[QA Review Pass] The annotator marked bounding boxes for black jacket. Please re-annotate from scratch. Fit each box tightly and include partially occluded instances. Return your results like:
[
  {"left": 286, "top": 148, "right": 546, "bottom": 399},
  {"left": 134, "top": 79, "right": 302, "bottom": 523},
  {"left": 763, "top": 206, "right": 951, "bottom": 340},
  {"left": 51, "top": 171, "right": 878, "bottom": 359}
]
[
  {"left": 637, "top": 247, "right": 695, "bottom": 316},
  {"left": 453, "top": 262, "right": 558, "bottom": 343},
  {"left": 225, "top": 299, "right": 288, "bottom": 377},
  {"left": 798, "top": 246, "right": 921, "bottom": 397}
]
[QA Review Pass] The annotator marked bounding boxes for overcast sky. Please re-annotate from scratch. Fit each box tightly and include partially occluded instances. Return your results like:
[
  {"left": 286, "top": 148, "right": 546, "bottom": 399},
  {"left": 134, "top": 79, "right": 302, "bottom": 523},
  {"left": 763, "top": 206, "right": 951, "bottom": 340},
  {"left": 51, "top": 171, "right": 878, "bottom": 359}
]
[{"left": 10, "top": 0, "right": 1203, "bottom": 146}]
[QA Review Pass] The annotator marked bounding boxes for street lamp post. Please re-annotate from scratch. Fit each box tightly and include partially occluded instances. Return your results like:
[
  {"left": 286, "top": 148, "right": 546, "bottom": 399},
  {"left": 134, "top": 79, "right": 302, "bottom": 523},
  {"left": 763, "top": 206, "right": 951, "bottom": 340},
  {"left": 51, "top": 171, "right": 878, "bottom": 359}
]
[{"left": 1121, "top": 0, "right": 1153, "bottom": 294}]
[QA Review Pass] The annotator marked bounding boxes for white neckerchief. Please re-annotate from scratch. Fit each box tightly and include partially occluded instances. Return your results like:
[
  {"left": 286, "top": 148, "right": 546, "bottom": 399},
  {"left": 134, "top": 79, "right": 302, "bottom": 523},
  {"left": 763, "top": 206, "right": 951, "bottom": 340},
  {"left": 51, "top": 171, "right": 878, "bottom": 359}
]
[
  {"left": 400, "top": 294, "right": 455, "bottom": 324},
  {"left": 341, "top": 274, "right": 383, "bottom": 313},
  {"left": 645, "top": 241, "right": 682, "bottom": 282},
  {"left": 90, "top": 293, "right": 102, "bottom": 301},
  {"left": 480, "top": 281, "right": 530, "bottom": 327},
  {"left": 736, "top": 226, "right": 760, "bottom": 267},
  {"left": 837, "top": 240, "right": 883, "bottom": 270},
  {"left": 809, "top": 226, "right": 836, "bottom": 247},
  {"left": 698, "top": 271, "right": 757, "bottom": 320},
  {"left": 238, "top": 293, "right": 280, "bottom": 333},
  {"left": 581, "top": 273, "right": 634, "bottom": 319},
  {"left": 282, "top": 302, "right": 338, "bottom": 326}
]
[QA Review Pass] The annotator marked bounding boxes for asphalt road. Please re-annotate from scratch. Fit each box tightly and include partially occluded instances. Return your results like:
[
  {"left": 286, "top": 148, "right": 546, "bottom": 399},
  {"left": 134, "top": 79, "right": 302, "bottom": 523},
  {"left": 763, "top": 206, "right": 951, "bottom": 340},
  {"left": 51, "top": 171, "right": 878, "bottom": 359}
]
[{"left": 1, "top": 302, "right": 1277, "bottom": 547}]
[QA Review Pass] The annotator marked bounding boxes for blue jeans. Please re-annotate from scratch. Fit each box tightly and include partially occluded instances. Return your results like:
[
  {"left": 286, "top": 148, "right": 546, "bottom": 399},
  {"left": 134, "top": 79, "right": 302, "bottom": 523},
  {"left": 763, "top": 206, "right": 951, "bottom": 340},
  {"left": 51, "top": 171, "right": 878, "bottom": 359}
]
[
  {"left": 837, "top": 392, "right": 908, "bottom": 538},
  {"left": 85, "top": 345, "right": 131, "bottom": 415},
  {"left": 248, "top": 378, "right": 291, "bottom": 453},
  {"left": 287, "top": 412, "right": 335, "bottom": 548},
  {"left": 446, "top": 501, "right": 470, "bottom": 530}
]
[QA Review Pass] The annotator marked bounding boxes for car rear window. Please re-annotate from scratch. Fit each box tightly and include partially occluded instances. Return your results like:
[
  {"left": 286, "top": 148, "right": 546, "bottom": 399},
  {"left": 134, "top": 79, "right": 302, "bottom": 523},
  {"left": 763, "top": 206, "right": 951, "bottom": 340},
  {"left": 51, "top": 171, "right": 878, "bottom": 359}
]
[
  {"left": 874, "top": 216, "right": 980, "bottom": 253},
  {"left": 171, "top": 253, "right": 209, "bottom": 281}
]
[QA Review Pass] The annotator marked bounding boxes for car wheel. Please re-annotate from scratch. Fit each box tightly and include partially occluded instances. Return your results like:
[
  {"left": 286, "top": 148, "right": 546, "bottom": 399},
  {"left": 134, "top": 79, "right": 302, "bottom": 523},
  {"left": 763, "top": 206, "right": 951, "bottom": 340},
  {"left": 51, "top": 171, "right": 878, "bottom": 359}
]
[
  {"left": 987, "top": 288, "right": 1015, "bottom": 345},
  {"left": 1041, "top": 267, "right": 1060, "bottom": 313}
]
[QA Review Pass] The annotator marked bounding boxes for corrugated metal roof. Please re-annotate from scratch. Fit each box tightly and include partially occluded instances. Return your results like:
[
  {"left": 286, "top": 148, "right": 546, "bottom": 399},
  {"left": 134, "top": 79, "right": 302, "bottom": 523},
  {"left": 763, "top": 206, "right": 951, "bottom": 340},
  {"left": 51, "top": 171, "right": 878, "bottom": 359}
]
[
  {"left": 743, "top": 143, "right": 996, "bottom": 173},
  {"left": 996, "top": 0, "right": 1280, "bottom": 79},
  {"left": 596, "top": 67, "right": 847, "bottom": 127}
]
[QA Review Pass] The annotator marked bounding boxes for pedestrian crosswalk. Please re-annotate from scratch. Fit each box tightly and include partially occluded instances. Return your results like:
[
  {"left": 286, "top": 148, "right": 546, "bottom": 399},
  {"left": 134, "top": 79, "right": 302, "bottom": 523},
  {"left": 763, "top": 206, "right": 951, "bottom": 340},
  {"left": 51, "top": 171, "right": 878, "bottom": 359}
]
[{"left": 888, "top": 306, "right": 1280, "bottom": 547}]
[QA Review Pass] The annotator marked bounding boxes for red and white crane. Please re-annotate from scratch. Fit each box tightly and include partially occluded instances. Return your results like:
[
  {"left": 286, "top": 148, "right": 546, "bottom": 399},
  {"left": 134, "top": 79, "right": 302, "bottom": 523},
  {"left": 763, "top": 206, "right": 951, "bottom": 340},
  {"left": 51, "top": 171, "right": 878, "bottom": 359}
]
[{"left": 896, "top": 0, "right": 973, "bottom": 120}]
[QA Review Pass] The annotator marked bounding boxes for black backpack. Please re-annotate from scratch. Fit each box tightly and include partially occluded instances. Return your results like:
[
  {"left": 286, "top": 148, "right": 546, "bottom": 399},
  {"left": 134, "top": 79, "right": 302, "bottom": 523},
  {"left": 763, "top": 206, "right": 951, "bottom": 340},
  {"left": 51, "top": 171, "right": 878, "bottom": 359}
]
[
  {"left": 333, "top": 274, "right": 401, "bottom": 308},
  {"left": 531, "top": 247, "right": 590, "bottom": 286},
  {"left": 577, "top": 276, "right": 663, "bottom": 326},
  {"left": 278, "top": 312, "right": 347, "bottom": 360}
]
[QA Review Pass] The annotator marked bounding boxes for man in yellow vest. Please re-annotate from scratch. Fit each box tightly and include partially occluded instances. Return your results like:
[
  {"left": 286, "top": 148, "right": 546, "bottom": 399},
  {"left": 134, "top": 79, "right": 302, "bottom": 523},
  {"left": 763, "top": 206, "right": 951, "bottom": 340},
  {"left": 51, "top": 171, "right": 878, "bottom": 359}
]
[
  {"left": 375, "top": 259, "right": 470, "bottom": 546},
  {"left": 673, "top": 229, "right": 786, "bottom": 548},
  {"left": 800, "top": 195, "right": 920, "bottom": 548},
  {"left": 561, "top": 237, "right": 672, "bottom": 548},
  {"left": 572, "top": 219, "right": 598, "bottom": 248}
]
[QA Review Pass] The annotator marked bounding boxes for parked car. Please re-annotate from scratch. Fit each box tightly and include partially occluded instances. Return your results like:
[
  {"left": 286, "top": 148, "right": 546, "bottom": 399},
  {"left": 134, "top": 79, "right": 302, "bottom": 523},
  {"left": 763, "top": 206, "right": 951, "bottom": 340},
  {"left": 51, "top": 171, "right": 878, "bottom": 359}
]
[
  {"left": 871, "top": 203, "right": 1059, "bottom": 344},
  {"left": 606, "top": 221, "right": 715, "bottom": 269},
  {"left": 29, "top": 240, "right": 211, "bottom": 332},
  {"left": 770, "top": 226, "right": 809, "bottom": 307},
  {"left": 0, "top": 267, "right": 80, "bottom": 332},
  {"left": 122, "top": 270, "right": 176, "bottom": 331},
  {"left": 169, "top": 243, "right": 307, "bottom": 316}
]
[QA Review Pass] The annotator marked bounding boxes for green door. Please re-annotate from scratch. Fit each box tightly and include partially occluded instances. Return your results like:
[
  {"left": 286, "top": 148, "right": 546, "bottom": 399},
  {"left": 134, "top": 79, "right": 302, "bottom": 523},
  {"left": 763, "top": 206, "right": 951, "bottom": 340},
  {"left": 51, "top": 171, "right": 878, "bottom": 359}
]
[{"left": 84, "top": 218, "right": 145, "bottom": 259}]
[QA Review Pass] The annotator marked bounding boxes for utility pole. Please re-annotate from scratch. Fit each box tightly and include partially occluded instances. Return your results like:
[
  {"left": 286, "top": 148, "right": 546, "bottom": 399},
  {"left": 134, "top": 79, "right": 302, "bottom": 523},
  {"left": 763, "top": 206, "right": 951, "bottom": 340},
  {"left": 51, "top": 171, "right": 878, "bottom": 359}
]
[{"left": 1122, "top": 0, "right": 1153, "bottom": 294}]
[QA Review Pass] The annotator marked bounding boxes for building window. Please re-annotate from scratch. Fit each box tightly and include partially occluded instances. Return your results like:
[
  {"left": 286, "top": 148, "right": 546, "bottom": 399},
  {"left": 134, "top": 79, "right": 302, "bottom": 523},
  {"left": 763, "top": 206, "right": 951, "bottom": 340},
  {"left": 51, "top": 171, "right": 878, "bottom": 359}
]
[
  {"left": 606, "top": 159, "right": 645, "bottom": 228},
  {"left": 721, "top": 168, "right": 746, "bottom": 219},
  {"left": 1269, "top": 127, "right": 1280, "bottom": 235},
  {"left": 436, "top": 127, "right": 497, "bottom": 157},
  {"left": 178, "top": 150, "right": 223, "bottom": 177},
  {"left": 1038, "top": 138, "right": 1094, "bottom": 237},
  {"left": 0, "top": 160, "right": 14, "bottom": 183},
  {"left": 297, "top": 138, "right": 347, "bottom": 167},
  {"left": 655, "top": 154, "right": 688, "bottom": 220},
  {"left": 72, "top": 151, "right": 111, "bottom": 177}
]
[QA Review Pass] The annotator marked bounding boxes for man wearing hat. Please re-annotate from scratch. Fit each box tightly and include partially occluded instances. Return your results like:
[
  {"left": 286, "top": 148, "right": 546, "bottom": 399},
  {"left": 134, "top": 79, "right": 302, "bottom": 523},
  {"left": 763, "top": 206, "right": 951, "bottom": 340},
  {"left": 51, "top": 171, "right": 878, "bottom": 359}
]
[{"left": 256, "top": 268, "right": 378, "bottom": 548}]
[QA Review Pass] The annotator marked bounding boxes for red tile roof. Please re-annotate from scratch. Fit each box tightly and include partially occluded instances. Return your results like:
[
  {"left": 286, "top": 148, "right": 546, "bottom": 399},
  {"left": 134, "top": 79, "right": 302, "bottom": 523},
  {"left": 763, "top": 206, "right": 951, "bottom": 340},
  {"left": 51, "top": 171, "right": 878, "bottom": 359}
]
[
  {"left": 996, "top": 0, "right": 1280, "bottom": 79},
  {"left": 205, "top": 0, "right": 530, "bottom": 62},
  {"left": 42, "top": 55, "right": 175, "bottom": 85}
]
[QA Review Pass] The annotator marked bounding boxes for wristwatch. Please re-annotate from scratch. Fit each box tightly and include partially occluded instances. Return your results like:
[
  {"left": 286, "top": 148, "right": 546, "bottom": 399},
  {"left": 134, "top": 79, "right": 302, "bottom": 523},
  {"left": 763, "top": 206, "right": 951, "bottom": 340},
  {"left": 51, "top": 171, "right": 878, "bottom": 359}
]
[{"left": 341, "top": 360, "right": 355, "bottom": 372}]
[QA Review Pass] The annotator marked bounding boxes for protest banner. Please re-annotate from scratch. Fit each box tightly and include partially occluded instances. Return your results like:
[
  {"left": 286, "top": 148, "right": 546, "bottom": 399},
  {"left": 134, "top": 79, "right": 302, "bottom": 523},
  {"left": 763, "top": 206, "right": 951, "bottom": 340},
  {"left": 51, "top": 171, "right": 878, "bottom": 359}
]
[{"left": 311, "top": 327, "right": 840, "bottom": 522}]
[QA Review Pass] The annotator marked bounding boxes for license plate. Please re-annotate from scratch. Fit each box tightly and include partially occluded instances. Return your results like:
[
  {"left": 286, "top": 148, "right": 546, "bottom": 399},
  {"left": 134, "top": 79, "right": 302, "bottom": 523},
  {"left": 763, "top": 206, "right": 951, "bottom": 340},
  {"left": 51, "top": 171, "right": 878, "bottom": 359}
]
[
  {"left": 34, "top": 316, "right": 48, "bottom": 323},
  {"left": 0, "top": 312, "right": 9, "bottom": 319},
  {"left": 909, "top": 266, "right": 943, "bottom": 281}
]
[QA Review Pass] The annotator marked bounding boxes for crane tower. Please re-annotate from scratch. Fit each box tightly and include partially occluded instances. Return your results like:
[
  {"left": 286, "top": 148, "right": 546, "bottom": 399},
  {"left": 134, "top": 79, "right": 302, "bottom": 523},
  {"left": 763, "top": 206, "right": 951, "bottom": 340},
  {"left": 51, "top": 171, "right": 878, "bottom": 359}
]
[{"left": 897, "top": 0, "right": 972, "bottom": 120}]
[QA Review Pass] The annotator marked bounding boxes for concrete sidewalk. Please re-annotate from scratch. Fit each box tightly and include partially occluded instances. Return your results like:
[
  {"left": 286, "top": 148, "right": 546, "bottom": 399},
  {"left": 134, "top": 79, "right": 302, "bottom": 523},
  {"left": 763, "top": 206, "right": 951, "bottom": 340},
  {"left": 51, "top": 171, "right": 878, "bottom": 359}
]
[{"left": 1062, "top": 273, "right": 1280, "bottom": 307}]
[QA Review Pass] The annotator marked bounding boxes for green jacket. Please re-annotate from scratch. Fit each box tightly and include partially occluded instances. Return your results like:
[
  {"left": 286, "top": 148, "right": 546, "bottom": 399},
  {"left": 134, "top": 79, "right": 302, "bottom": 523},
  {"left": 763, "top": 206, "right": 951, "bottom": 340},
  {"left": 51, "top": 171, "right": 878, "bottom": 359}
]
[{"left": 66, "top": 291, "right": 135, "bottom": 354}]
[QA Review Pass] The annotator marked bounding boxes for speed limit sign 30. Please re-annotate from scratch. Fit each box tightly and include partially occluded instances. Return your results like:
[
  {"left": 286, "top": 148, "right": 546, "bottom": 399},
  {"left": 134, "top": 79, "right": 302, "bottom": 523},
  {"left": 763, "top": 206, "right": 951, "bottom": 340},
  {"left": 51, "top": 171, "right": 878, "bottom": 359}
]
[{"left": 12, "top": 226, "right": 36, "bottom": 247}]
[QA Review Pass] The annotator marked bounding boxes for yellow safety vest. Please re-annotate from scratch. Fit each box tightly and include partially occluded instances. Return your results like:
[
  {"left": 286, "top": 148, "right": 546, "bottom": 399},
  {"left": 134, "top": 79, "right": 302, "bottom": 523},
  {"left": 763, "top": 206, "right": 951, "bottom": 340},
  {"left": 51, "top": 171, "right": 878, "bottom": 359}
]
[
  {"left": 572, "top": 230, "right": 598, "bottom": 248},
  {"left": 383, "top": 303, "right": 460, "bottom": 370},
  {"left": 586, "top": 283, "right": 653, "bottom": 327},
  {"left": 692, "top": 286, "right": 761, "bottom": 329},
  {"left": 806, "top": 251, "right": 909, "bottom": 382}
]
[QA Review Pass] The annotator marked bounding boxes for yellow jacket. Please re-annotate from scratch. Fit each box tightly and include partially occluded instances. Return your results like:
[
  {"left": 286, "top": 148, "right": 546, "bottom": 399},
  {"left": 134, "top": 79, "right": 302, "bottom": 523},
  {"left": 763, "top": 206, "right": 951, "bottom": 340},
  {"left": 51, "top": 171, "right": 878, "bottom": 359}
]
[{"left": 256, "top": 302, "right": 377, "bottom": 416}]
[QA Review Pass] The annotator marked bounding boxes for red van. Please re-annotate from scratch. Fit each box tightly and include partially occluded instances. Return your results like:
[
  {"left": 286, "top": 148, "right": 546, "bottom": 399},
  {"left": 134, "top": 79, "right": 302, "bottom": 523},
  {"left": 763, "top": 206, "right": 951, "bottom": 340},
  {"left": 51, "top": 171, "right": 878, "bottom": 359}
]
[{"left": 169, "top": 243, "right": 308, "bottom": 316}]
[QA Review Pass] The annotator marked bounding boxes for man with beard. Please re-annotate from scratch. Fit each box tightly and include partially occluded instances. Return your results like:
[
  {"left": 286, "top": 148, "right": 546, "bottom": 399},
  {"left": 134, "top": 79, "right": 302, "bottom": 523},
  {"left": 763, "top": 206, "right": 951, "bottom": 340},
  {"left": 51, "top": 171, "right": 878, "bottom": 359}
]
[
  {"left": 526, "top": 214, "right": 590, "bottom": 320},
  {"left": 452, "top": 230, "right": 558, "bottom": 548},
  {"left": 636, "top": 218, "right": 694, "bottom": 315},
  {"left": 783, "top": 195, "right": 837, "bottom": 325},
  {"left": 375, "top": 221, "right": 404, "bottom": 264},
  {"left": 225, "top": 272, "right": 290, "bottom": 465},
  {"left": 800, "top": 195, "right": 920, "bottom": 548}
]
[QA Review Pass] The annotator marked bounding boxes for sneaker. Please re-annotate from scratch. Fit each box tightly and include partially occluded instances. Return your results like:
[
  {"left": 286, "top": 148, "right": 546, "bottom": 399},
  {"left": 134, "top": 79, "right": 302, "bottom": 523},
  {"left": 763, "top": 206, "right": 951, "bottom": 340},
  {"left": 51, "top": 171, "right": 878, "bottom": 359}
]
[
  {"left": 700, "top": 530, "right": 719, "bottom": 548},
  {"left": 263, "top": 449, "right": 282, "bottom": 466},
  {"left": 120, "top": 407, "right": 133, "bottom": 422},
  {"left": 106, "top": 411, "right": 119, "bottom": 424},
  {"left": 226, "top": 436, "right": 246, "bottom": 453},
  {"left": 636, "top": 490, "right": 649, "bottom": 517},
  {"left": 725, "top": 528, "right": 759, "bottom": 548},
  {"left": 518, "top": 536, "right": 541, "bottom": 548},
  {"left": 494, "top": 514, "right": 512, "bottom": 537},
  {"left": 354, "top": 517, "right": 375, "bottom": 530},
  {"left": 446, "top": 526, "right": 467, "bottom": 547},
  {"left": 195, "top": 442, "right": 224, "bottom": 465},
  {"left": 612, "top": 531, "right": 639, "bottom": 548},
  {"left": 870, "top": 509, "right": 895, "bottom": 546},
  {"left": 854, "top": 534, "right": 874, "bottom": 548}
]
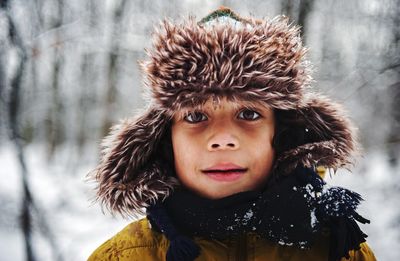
::::::::::
EXERCISE DETAILS:
Copy each line above that contains the string "green".

REPLY:
[QA Review Pass] The annotator marked bounding boxes for green door. Please re-annotate from scratch. Fit each box tightly and include partially occluded instances. Return your results like:
[QA Review Pass] The annotator marked bounding boxes for green jacket. Please re-annotate from scratch. Fit each box tightly and include partially occluded instances. Return your results like:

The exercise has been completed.